La solution la plus radicale serait d’interdire purement et simplement l’usage du plastique à l’échelle planétaire. Mais il est évident que celle-ci n’est pas viable à court terme tant le plastique s’est infiltré dans nos vies à tous les niveaux : des produits manufacturés (objets divers, vêtements, automobiles…), à la technologie, en passant par l’agro-alimentaire, l’industrie, le bâtiment etc.
Il convient de prendre le problème à bras le corps en traitant à la fois les causes et les effets. Le nettoyage des océans, des plages, des terres et des berges des fleuves et rivières est un premier pas vers la diminution de la quantité de plastique dans la nature. Mais cela doit impérativement s’accompagner d’un processus d’endiguement des flots de déversement : barrages sur les fleuves et rivières, amélioration des systèmes de filtration urbains… Sauf que là encore, on ne traite que les effets et non la cause.
Il faudrait donc progressivement réduire l’utilisation du plastique partout où cela n’est pas indispensable, financer la recherche pour trouver des alternatives viables en fonction des domaines d’application, ou encore travailler à une sensibilisation massive des populations. Enfin, il faut aussi innover en matière de recyclage des déchets plastiques et travailler à l’échelle planétaire, notamment dans les pays qui émettent le plus de déchets, à une meilleure gestion des matières plastiques.
La question des déchets plastiques, qui apparaît aujourd’hui comme un enjeu sanitaire mondial, doit absolument être traitée de manière globale, concertée et multilatérale. Elle doit figurer à l’ordre du jour de toutes les actions diplomatiques et de coopération, servir de base de négociation aux grands échanges industriels et aux transferts de technologie, afin d’imposer des normes communes. Qui aura donc le courage d’enfin prendre cette question au sérieux et imposer une marche à suivre ? C’est seulement à ce prix que nous pourrons peut-être briser le cycle infernal du plastique.

§ **Enregistrements**
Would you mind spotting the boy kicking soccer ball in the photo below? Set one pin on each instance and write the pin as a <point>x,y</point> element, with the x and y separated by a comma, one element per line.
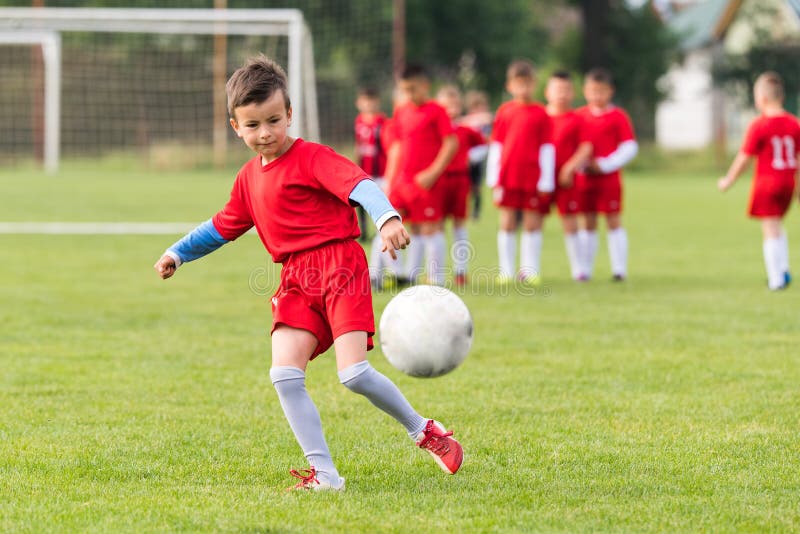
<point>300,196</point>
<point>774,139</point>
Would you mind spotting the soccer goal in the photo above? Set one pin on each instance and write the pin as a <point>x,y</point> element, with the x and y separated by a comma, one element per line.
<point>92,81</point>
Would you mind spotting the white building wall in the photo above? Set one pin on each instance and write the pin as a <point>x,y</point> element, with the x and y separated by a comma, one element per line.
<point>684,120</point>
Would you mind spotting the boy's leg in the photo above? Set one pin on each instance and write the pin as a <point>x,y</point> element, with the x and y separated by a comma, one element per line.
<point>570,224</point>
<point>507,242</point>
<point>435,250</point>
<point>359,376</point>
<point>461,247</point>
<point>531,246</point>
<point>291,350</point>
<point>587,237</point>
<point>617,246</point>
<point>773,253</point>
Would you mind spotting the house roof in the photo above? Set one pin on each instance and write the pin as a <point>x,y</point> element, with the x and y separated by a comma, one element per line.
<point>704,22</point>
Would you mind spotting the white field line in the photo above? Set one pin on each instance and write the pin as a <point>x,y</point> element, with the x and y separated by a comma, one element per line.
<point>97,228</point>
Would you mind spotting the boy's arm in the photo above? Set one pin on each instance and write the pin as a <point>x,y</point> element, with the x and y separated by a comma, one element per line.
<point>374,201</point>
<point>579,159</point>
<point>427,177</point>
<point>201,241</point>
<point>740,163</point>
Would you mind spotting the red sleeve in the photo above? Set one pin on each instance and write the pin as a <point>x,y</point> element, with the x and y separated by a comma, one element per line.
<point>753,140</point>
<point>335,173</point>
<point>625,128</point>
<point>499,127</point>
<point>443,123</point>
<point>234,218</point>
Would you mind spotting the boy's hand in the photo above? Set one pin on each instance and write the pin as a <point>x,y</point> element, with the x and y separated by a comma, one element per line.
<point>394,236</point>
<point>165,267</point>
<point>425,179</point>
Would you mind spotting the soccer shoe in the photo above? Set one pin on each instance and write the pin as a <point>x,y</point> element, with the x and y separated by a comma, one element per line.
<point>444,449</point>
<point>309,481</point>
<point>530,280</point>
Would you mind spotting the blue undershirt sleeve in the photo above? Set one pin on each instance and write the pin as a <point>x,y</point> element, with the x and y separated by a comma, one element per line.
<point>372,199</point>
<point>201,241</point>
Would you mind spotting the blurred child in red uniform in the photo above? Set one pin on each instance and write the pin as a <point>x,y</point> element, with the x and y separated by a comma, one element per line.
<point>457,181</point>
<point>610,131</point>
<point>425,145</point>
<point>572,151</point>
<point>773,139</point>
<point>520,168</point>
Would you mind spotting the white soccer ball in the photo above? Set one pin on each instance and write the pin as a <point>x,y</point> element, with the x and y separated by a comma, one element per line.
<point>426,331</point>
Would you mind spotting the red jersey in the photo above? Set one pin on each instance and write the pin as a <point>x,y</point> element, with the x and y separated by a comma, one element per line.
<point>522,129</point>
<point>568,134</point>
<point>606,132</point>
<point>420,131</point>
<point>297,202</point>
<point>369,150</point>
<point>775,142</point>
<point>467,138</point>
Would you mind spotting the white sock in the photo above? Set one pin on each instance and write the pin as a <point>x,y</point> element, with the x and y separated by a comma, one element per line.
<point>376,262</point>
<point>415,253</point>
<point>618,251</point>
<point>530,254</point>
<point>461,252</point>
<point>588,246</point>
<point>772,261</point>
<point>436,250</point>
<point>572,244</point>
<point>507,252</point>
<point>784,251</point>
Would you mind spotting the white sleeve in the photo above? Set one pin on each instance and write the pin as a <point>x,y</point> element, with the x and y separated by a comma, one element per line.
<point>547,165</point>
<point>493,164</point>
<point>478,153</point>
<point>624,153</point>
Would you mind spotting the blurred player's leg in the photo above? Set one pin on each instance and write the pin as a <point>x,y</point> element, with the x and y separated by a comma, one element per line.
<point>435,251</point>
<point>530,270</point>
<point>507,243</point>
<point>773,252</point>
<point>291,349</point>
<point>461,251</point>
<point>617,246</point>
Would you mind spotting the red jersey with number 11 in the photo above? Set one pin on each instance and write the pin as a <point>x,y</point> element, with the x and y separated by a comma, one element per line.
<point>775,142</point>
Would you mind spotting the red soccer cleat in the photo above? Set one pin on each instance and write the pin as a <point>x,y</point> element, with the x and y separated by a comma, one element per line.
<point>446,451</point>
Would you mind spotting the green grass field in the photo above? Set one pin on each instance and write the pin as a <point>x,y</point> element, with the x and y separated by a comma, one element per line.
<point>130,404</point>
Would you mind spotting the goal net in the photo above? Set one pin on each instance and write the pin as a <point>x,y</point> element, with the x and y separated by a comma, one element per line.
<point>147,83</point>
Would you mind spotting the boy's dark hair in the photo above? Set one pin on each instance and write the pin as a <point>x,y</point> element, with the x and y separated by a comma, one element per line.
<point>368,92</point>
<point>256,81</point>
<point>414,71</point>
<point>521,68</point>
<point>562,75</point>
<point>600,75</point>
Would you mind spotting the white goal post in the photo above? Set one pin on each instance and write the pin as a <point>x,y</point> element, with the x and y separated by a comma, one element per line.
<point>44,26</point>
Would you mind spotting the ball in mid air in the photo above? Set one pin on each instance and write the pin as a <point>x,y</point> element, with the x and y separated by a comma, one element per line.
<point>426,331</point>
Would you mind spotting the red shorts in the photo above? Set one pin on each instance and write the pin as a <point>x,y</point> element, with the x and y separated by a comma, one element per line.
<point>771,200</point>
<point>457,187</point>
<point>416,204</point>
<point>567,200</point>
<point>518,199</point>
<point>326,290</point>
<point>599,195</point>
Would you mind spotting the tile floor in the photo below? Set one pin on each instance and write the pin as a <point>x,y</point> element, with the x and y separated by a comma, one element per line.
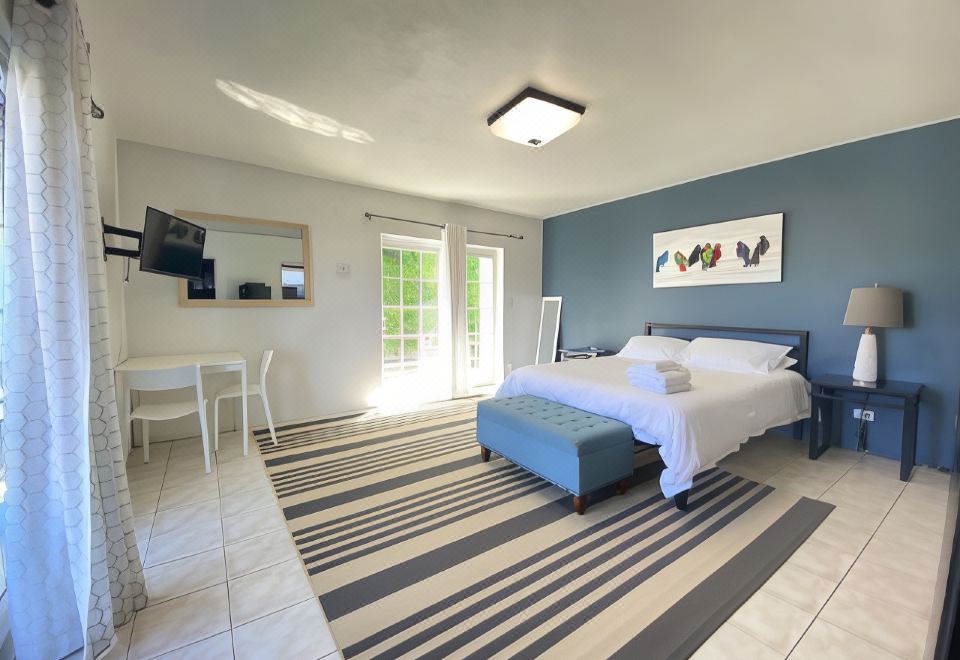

§ **Exercice court 1**
Recopiez le passage de l'extrait sur les déchets plastiques qui va de « Il faudrait donc » jusqu'à « des matières plastiques. ».
§ **Exercice court 2**
D'après l'extrait sur les déchets plastiques, pourquoi une interdiction pure et simple du plastique à l'échelle planétaire n'est-elle pas viable à court terme ? Répondez en une à trois phrases.

§ **Réponse 1**
Il faudrait donc progressivement réduire l’utilisation du plastique partout où cela n’est pas indispensable, financer la recherche pour trouver des alternatives viables en fonction des domaines d’application, ou encore travailler à une sensibilisation massive des populations. Enfin, il faut aussi innover en matière de recyclage des déchets plastiques et travailler à l’échelle planétaire, notamment dans les pays qui émettent le plus de déchets, à une meilleure gestion des matières plastiques.

§ **Réponse 2**
Une telle interdiction n'est pas viable à court terme parce que le plastique s'est infiltré dans nos vies à tous les niveaux. On le trouve dans les produits manufacturés, comme les objets divers, les vêtements ou les automobiles. Il est aussi présent dans la technologie, l'agro-alimentaire, l'industrie et le bâtiment.